Problem
Return the lines below exactly, starting with the line that contains "the distant hillside" and stopping after the last line.

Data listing
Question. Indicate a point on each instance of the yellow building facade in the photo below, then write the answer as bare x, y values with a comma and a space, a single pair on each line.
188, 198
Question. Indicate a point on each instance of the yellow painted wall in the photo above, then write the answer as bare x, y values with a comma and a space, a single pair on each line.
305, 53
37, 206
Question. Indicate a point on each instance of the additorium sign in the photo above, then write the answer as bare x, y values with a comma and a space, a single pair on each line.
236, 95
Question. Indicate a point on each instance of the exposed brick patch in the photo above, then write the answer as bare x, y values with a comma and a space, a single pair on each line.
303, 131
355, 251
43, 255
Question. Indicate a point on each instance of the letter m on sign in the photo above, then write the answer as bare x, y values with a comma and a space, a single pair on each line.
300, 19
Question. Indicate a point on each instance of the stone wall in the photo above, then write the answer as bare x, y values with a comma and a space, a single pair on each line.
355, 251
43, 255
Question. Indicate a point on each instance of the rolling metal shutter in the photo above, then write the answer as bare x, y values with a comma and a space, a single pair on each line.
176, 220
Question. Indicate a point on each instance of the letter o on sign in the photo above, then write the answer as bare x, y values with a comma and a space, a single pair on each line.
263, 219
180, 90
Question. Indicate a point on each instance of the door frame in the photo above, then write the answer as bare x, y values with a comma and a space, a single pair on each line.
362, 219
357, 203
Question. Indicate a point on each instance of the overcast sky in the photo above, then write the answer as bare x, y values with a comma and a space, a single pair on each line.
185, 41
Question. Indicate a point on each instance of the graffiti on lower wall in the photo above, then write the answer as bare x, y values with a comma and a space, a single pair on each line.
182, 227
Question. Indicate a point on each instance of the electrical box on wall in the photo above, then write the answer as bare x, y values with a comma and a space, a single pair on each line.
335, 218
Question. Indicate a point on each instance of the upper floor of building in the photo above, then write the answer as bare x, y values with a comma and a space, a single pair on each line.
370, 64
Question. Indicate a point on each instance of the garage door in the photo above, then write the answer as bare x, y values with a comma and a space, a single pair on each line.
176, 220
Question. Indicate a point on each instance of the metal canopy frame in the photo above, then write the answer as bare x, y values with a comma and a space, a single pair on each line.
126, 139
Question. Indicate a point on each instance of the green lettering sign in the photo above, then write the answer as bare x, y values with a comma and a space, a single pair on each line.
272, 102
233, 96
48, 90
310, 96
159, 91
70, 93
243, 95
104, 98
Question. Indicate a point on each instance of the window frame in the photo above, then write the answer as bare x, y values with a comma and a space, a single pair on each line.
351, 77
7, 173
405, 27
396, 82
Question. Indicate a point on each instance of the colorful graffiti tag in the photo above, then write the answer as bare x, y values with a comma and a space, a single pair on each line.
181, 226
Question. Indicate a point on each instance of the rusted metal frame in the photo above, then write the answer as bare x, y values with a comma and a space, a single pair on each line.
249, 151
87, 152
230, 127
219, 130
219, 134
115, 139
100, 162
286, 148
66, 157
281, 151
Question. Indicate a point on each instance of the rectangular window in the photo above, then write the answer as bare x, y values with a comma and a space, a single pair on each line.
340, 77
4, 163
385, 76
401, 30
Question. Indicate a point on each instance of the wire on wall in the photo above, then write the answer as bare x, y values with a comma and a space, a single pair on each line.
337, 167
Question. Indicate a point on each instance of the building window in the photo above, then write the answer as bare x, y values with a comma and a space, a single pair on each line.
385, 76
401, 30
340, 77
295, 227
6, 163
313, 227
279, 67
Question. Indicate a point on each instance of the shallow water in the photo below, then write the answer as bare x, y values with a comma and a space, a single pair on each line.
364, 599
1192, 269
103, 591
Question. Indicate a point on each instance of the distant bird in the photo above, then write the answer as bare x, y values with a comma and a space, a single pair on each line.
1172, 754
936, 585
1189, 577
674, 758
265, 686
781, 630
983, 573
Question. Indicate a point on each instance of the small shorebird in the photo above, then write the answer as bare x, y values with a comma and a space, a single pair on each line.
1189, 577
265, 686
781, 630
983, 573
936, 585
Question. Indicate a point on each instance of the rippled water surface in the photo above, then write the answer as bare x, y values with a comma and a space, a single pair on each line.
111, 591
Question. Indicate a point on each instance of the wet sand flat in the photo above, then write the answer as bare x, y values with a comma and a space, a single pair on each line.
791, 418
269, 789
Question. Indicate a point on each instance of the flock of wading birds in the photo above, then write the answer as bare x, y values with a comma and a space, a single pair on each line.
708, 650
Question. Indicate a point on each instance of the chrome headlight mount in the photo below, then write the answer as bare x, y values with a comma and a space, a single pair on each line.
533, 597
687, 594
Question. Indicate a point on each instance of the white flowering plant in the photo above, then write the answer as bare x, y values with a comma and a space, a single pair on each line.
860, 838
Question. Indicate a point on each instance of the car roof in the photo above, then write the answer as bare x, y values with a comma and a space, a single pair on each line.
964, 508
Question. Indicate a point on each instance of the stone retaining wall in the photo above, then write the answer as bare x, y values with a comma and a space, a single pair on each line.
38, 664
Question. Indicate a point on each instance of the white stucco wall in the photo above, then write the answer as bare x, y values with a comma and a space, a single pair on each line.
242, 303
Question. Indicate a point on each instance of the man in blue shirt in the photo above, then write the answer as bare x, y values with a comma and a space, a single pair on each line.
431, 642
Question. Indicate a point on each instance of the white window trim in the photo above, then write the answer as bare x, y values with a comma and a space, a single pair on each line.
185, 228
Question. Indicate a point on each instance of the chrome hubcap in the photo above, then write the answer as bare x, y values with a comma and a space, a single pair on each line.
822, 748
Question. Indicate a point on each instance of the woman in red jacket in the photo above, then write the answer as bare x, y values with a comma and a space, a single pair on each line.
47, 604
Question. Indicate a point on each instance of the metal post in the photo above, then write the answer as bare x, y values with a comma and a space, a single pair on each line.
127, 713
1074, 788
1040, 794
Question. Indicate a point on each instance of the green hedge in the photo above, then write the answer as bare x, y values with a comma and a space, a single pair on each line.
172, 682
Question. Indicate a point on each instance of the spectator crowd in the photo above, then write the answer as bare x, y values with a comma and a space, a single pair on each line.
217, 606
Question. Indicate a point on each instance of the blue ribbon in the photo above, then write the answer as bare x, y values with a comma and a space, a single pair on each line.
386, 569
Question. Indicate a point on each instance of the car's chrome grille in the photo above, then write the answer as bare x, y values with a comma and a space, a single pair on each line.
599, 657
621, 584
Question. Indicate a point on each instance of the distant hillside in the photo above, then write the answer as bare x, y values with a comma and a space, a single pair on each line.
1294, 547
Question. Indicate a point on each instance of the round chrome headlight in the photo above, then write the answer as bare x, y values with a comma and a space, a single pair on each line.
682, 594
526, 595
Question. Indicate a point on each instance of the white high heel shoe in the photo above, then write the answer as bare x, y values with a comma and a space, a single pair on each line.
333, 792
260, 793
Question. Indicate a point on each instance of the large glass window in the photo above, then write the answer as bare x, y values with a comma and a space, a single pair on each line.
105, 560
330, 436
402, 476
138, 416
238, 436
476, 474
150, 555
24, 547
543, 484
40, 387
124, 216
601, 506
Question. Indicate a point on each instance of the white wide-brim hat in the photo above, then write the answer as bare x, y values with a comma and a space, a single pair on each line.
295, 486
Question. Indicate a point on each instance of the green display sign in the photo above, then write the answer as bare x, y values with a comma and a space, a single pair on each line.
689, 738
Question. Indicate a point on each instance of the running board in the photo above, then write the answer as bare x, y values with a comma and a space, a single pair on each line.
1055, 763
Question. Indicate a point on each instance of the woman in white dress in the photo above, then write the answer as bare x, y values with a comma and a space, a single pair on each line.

Solution to the problem
Question. Indicate a point on each instance of the distant hillside in the photo above, then write the answer as bare x, y values with a comma and a space, a single pair on each line.
1294, 547
Question. Indicate a point on each instance of the round chrome headlight in the photo above, then write the answer as bare x, y values with a comma and a space, a single pair on each line.
682, 594
526, 595
Question. Indicate a point on each instance of the white high heel shoe in the photo above, then write the answer as bare x, y values with a comma and a space, a single pair on each line.
333, 792
260, 793
Question. Indicate a point on each instance of the large glass window in the photo above, then write the answer as bare x, y values with a comma and a space, a single pair on each line.
105, 560
330, 436
402, 476
138, 416
238, 436
476, 474
150, 555
24, 547
543, 484
40, 387
124, 216
601, 506
Question. Indicate a point on each instance of the white wide-brim hat in the photo above, then write the answer as bare x, y values with a comma and a space, a single pair on each line.
295, 486
Question. Indicate a point on each instance of the green display sign in the photo above, then write the answer as bare x, y values with a comma and a space, a single pair on each line.
689, 738
Question. Indicate a point on each instance of the running board in the photo above, then write the answer as bare x, y values with a comma and a space, a single pair on each line.
1055, 763
Question. Indicate a point on each instance of the woman in white dress in the photo above, then write the answer as bare x, y values with a comma and a space, a single pair on each line.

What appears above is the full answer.